Stored data ▸
================================
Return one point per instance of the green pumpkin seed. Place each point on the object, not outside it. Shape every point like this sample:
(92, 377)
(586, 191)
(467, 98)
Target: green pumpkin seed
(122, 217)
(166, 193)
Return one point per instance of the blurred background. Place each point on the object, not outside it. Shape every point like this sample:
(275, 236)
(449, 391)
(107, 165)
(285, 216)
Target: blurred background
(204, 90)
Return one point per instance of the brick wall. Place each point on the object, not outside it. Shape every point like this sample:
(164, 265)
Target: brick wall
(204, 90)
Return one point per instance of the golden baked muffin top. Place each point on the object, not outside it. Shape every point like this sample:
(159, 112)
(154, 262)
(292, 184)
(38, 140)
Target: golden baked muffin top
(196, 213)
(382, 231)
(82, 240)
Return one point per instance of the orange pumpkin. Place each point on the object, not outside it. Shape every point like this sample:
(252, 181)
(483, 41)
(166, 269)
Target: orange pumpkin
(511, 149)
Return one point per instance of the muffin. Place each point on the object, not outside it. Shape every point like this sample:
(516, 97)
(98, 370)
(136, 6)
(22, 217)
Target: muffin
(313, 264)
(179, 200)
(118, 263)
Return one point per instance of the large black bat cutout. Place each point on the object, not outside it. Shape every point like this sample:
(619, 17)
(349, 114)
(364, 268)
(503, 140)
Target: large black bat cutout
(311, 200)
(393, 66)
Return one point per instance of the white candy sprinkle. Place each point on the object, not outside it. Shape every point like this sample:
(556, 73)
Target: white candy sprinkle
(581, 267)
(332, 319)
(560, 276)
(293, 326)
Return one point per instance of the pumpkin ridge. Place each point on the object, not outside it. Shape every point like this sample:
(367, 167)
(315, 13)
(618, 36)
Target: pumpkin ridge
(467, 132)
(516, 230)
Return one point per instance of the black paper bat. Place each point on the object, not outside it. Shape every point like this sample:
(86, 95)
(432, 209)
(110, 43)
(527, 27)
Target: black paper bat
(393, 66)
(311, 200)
================================
Required work ▸
Rewrite the lines of the listing from the line containing "Return one point per instance of the black" through the end, replacing "paper" with "cardboard" and leaving everything else unchanged.

Task solution ▸
Return one point per instance of the black cardboard bat. Place each point on the object, not outside it. Shape every point like this sample:
(86, 95)
(432, 209)
(110, 43)
(527, 27)
Target: black cardboard bat
(393, 66)
(311, 200)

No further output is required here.